[YOUR OBJECTIVE] What is needed is a word-for-word copy of all the entries, minus the pictures.

[INPUT DATA]

[Start of section]

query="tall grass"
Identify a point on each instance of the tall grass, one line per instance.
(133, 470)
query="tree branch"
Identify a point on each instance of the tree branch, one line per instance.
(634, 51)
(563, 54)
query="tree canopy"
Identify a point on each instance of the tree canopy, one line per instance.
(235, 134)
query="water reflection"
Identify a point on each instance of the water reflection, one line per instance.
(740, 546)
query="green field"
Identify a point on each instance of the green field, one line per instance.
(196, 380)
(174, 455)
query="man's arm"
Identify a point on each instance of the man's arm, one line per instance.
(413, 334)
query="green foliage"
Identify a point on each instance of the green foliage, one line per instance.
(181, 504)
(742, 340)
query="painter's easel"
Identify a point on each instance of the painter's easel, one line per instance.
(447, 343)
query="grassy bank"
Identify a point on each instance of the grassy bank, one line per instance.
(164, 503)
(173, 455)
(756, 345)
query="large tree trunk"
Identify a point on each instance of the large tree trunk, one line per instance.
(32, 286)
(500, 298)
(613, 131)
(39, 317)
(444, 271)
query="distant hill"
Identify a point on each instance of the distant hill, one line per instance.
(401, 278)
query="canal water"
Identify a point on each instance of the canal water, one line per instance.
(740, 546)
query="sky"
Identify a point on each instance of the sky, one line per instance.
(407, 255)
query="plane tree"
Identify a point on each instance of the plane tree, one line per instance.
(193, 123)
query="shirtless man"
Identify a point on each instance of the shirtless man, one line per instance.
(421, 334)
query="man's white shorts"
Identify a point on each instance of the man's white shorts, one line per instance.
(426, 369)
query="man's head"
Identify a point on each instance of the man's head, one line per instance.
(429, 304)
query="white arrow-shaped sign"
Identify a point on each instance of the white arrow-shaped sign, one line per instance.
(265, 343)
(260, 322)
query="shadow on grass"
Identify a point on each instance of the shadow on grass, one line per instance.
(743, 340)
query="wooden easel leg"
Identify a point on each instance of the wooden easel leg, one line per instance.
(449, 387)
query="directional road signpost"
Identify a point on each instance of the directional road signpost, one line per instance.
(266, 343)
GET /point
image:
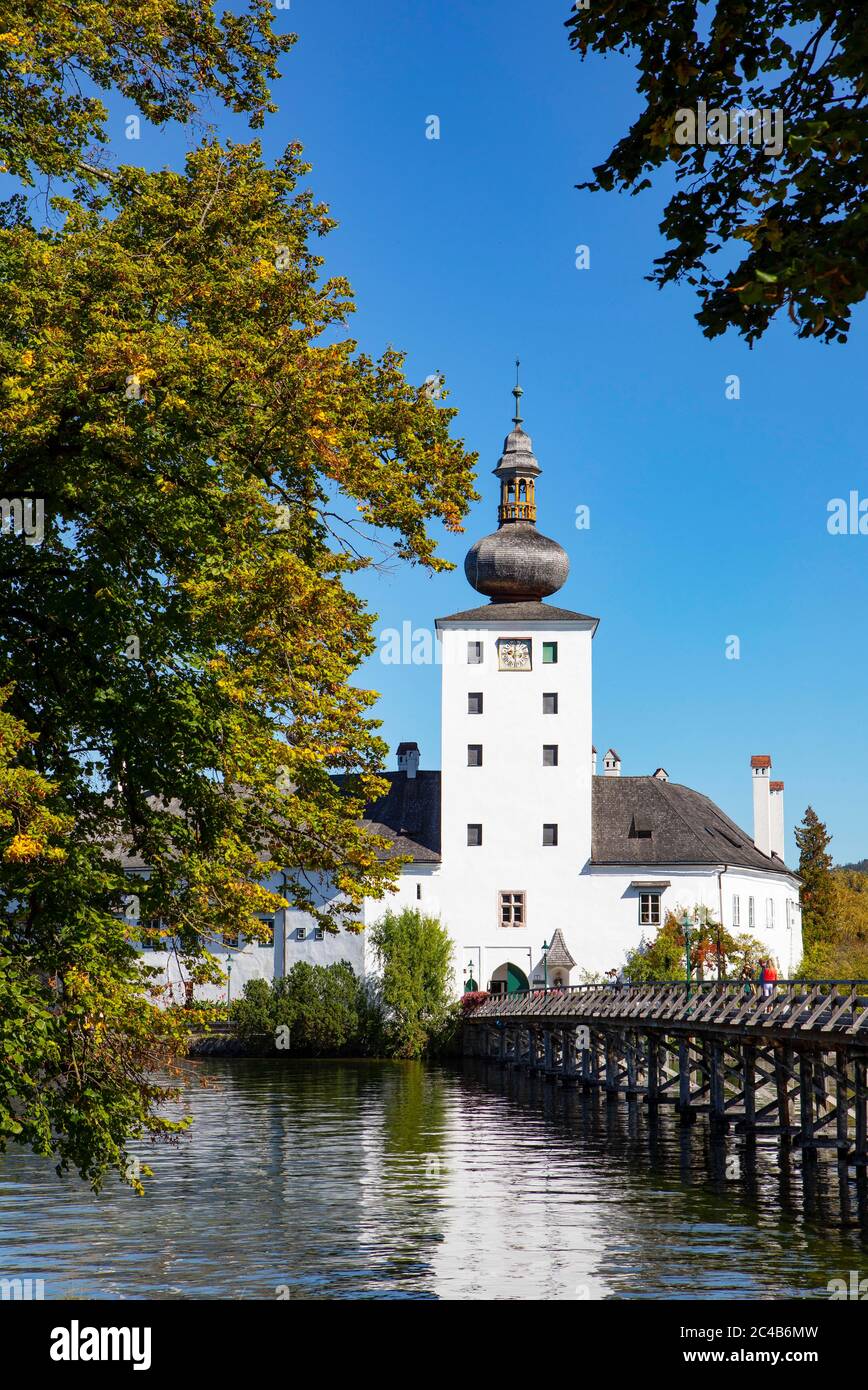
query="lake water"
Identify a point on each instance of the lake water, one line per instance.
(405, 1180)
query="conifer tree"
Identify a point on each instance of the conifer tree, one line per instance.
(817, 893)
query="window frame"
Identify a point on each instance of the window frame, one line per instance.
(653, 897)
(522, 905)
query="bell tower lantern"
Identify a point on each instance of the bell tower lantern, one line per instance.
(518, 470)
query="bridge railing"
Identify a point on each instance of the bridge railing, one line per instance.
(822, 1005)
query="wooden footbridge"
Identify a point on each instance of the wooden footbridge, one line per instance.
(790, 1066)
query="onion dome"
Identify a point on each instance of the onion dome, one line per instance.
(516, 563)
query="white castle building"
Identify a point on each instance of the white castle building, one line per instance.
(540, 862)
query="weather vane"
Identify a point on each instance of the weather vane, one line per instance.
(518, 395)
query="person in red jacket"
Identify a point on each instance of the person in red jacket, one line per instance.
(768, 979)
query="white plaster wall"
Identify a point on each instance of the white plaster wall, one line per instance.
(512, 794)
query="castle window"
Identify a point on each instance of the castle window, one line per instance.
(512, 909)
(648, 909)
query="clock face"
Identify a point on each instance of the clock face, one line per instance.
(513, 653)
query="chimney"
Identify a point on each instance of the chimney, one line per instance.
(776, 818)
(408, 759)
(761, 766)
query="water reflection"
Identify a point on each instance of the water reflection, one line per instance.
(401, 1180)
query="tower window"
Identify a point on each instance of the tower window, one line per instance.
(512, 909)
(648, 909)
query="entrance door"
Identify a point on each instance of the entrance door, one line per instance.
(508, 977)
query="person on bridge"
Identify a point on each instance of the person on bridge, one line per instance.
(768, 977)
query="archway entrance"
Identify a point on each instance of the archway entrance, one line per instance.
(508, 977)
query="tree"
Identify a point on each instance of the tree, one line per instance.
(415, 958)
(79, 1043)
(711, 948)
(794, 211)
(840, 950)
(323, 1008)
(214, 460)
(817, 890)
(164, 57)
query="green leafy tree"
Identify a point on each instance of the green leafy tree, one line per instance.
(817, 887)
(754, 231)
(415, 958)
(712, 948)
(164, 57)
(79, 1043)
(216, 460)
(840, 950)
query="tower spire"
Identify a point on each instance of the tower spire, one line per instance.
(518, 395)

[End of section]

[SOLUTION]
query="tall grass"
Identify a point on each instance of the tall grass, one line per instance.
(133, 470)
query="tree branch"
Identify a point on each instance of the tree branch, one line per instance.
(634, 51)
(563, 54)
query="tree canopy"
Identify a point on each instance of the tree canopy, one line per instance.
(235, 134)
query="water reflection"
Identify a point on each instance of the water reflection, one line per instance.
(740, 546)
query="green field"
Identify a point on each instance of the green field, one line per instance.
(196, 380)
(174, 455)
query="man's arm"
Identify a point on each instance of the man's arm, one line per instance.
(413, 334)
query="green foliage"
Identify a point on each instance of the green foliage, one line per instance.
(181, 504)
(742, 340)
query="painter's easel"
Identify a point on each instance of the painter's easel, one line per instance.
(447, 343)
query="grassy bank"
Identify a point on each instance of the grassy bank, one line per instance.
(164, 503)
(173, 455)
(756, 345)
query="large tree trunk"
Identify a point on each instance of the large tree trunk, one line per instance.
(32, 286)
(500, 298)
(613, 131)
(39, 317)
(444, 271)
query="distant hill"
Identify a point on each instance of the distant hill, one line per instance.
(401, 278)
query="canal water"
Identify a point on each instance of the canal water, one line per instance.
(740, 546)
query="sky"
Identify a point on each instance of the sky, one line per instance.
(407, 255)
query="plane tree"
Identify a point on each instance of the plane tree, one line per instance.
(193, 123)
query="shirtless man"
Identify a point on each instance of the shirtless man, one line per instance.
(421, 334)
query="man's white shorts"
Identify a point on each instance of the man's white shorts, one line per instance.
(426, 369)
query="man's head"
Identify a point on each instance of the man's head, one line per instance.
(429, 304)
query="white arrow-shaped sign"
Identify a point on each instance of the white arrow-shaped sign, one line per instance.
(265, 343)
(260, 322)
query="shadow on grass"
Identify a point on each instance of the shadow on grass, one line per instance.
(743, 340)
query="wooden easel leg"
Identify a point on each instance of the wooden easel leg, one line per instance.
(449, 387)
query="directional road signpost"
Identify a point on each instance of the directional road signpost, one line per instance.
(266, 343)
GET /point
image:
query="lake water"
Identify a point on each instance of the lake water, one line per instance.
(405, 1180)
query="conifer tree"
Identify a point on each instance of the conifer tree, one line per instance.
(817, 893)
query="window frame"
Identify a point on each instance of the window frame, one line per instance.
(653, 897)
(522, 905)
query="bell tower lantern"
Identify a point on each instance of the bell tower lantern, one line per instance.
(518, 470)
query="bridge railing"
Identify a point on each instance of the bridge railing, one line per instance.
(822, 1005)
query="wooden footbridge"
Identify a point on each instance of the wooden footbridge, one line per instance.
(790, 1066)
query="onion dome"
Identify a point on each instance of the onion dome, one line per instance.
(516, 563)
query="white castle building"
Identify a point on each instance of the white castle building, one line per instance.
(540, 862)
query="weather vane"
Identify a point on each instance of the weather vane, one line per instance.
(518, 395)
query="person in red jacket"
Identify a point on each instance of the person in red jacket, one line per instance.
(768, 979)
query="white plaster wall"
Identify a point on each instance of the white plaster wall, one line per instance.
(512, 794)
query="castle window"
Identify a point on each instance of the castle window, one line per instance.
(512, 909)
(648, 909)
query="clock face"
Identify a point on each instance of the clock face, one line per instance.
(513, 653)
query="chimney"
Identify a point on each instance of the chimney, one line per instance.
(776, 818)
(408, 759)
(761, 766)
query="water reflection"
Identify a point on each instance of the water reflection, one line per instance.
(401, 1180)
query="tower window"
Identify a point on each instance of the tower window, one line per instance.
(512, 909)
(648, 909)
query="entrance door"
Identify a point on each instance of the entrance door, one line per instance.
(508, 977)
query="person on bridge"
Identify a point on each instance of the person on bridge, one line per instance.
(768, 977)
query="archway entrance"
Identify a point on each instance of the archway entrance, one line per instance.
(508, 977)
query="tree"
Identify a point on each instance of the tree, one line per instance.
(415, 958)
(79, 1043)
(711, 948)
(794, 211)
(840, 950)
(323, 1008)
(214, 460)
(817, 890)
(164, 57)
query="green leafy tree"
Identify a point on each instance of the green leafy tree, one line per instance.
(817, 887)
(754, 231)
(415, 958)
(712, 948)
(164, 57)
(79, 1043)
(216, 460)
(840, 950)
query="tower spire"
Identify a point on each instance of the tower spire, one line per instance.
(518, 395)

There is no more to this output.